> _What the task requires_
Retype the portion of the social media text below, beginning with the words "Social media appears" and stopping after "wish to project.".

Social media appears to be growing in functionality beyond being just a way for friends to share interests. Marketing professionals, for example, generally accept that getting their product or service shared and discussed among connected individuals is now a solid and preferred part of any business’ promotional plan. Facebook and Twitter have become an essential part of many marketing campaigns.

The power of social media is also playing a factor in career development. Sharing career related tips, job openings, employer reviews, and more is occurring among trusted peers. But perhaps the most powerful advantage of social media is the way it exposes individuals to those sourcing and background checking talent. Each of us has the option of crafting our information and building dynamic profiles that reinforce the professional brand we wish to project.

In fact we are at the point where to not have a robust presence on social media places us at a distinct disadvantage in advancing our careers. Remaining in the digital shadows could very well mean we don’t get found by the very stakeholders we need to have find us in order to move forward. This phenomenon is particularly a problem for the older end of the workforce, who still don’t accept or harbor a mistrust of social media and its implications.

Stored dataset items
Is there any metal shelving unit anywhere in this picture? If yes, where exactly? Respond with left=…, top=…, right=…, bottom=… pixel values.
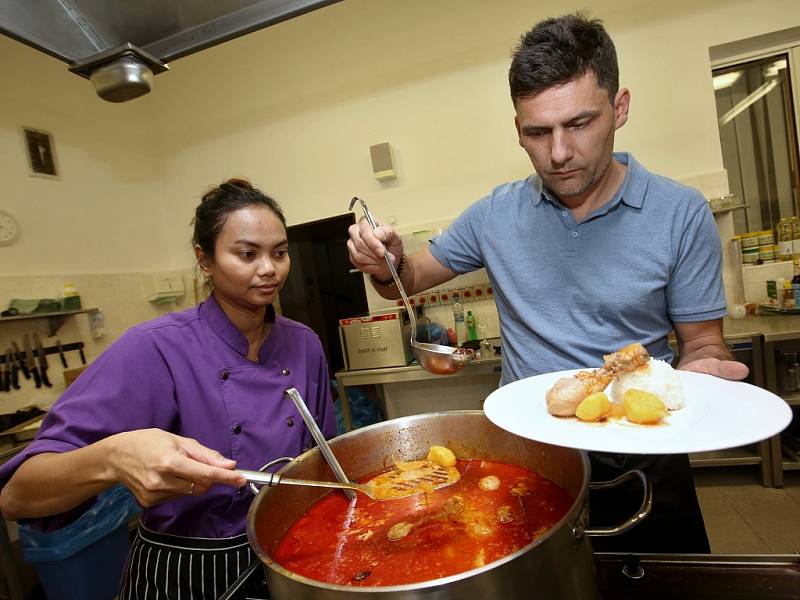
left=689, top=328, right=772, bottom=487
left=0, top=308, right=100, bottom=337
left=764, top=330, right=800, bottom=487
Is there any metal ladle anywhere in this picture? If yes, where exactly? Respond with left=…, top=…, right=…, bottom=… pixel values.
left=350, top=196, right=478, bottom=375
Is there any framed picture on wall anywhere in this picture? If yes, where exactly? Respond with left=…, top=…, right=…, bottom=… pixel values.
left=22, top=127, right=58, bottom=179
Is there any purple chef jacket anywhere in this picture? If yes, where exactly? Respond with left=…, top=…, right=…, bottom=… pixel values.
left=0, top=296, right=336, bottom=538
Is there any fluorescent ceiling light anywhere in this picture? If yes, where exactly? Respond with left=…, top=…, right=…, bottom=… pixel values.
left=719, top=77, right=781, bottom=125
left=764, top=58, right=786, bottom=77
left=712, top=71, right=742, bottom=92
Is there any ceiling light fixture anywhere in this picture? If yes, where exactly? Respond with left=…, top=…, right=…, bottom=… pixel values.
left=719, top=76, right=781, bottom=125
left=712, top=71, right=742, bottom=92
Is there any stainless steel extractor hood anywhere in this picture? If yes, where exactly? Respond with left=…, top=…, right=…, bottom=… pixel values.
left=0, top=0, right=341, bottom=102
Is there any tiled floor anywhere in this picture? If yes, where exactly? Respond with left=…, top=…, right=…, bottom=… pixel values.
left=693, top=467, right=800, bottom=554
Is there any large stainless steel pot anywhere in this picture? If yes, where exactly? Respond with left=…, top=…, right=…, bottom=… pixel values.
left=247, top=411, right=647, bottom=600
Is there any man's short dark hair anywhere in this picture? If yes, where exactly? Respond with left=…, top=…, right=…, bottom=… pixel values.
left=508, top=12, right=619, bottom=106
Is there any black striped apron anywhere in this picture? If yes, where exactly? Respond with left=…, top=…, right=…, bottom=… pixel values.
left=118, top=525, right=267, bottom=600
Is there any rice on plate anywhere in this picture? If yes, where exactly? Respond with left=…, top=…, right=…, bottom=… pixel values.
left=611, top=358, right=683, bottom=410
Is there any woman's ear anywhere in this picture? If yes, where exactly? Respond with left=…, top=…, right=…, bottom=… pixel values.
left=194, top=244, right=211, bottom=277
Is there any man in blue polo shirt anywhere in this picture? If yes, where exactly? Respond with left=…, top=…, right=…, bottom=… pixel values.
left=348, top=14, right=747, bottom=553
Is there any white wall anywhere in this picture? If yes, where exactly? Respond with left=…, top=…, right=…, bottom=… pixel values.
left=0, top=36, right=174, bottom=275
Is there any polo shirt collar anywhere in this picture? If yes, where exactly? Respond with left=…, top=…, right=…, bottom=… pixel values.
left=531, top=152, right=647, bottom=210
left=198, top=294, right=279, bottom=362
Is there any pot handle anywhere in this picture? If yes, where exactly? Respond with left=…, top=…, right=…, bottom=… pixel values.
left=250, top=456, right=294, bottom=495
left=576, top=469, right=653, bottom=537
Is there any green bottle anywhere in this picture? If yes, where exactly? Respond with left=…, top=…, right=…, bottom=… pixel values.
left=466, top=310, right=478, bottom=340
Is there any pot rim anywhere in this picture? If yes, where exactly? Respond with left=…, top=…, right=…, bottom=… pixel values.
left=247, top=410, right=591, bottom=593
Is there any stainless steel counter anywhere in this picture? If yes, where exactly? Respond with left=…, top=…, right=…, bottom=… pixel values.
left=335, top=315, right=800, bottom=486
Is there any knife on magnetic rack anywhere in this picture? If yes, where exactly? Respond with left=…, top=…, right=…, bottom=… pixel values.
left=11, top=340, right=31, bottom=379
left=22, top=333, right=42, bottom=387
left=33, top=333, right=53, bottom=387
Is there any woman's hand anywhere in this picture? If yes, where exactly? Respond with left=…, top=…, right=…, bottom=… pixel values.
left=107, top=429, right=246, bottom=506
left=347, top=217, right=403, bottom=280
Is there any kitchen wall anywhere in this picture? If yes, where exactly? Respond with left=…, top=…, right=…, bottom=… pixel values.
left=0, top=269, right=194, bottom=413
left=0, top=0, right=800, bottom=360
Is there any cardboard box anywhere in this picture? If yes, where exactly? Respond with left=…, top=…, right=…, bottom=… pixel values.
left=339, top=312, right=413, bottom=371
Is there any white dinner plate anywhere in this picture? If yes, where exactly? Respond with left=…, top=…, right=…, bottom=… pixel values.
left=483, top=369, right=792, bottom=454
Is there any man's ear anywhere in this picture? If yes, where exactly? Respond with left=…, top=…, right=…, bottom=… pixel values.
left=614, top=88, right=631, bottom=129
left=514, top=114, right=524, bottom=147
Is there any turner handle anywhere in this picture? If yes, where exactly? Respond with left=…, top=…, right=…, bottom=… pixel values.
left=239, top=469, right=361, bottom=490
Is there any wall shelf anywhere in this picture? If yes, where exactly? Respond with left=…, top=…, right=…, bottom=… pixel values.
left=0, top=308, right=100, bottom=337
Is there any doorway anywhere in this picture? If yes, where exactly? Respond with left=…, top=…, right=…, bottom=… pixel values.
left=280, top=213, right=369, bottom=375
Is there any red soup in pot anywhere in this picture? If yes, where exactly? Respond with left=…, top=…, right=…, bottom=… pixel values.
left=274, top=460, right=573, bottom=586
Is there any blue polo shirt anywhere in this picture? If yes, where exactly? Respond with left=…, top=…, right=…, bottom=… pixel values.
left=430, top=153, right=727, bottom=384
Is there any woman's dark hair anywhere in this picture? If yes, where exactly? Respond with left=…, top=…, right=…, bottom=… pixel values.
left=508, top=12, right=619, bottom=106
left=192, top=179, right=286, bottom=256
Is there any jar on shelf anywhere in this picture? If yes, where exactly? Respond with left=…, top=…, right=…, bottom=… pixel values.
left=742, top=246, right=758, bottom=265
left=758, top=245, right=775, bottom=262
left=776, top=217, right=794, bottom=260
left=758, top=229, right=775, bottom=247
left=791, top=217, right=800, bottom=256
left=739, top=231, right=760, bottom=249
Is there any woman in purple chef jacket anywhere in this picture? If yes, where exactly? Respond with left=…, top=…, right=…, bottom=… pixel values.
left=0, top=179, right=335, bottom=600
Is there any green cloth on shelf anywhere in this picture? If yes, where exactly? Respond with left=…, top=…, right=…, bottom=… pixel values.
left=8, top=298, right=62, bottom=315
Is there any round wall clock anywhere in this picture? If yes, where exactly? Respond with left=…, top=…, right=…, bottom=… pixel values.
left=0, top=210, right=19, bottom=246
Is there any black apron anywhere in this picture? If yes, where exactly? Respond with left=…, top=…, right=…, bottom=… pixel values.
left=117, top=525, right=268, bottom=600
left=589, top=452, right=711, bottom=554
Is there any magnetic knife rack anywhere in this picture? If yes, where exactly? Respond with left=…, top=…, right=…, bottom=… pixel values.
left=0, top=342, right=85, bottom=365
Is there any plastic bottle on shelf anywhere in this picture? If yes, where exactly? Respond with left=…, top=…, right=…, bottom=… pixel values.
left=777, top=217, right=794, bottom=260
left=62, top=283, right=81, bottom=310
left=453, top=302, right=467, bottom=346
left=466, top=310, right=478, bottom=340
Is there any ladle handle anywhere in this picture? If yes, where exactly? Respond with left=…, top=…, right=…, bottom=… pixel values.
left=238, top=469, right=359, bottom=491
left=350, top=196, right=417, bottom=336
left=283, top=388, right=356, bottom=500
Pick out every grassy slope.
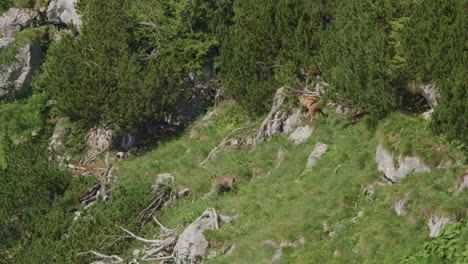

> _Task answer_
Social media appears to be growing in functionality beyond being just a way for friends to share interests. Marketing professionals, for example, generally accept that getting their product or service shared and discussed among connected individuals is now a solid and preferred part of any business’ promotional plan. Facebook and Twitter have become an essential part of many marketing campaigns.

The power of social media is also playing a factor in career development. Sharing career related tips, job openings, employer reviews, and more is occurring among trusted peers. But perhaps the most powerful advantage of social media is the way it exposes individuals to those sourcing and background checking talent. Each of us has the option of crafting our information and building dynamic profiles that reinforce the professional brand we wish to project.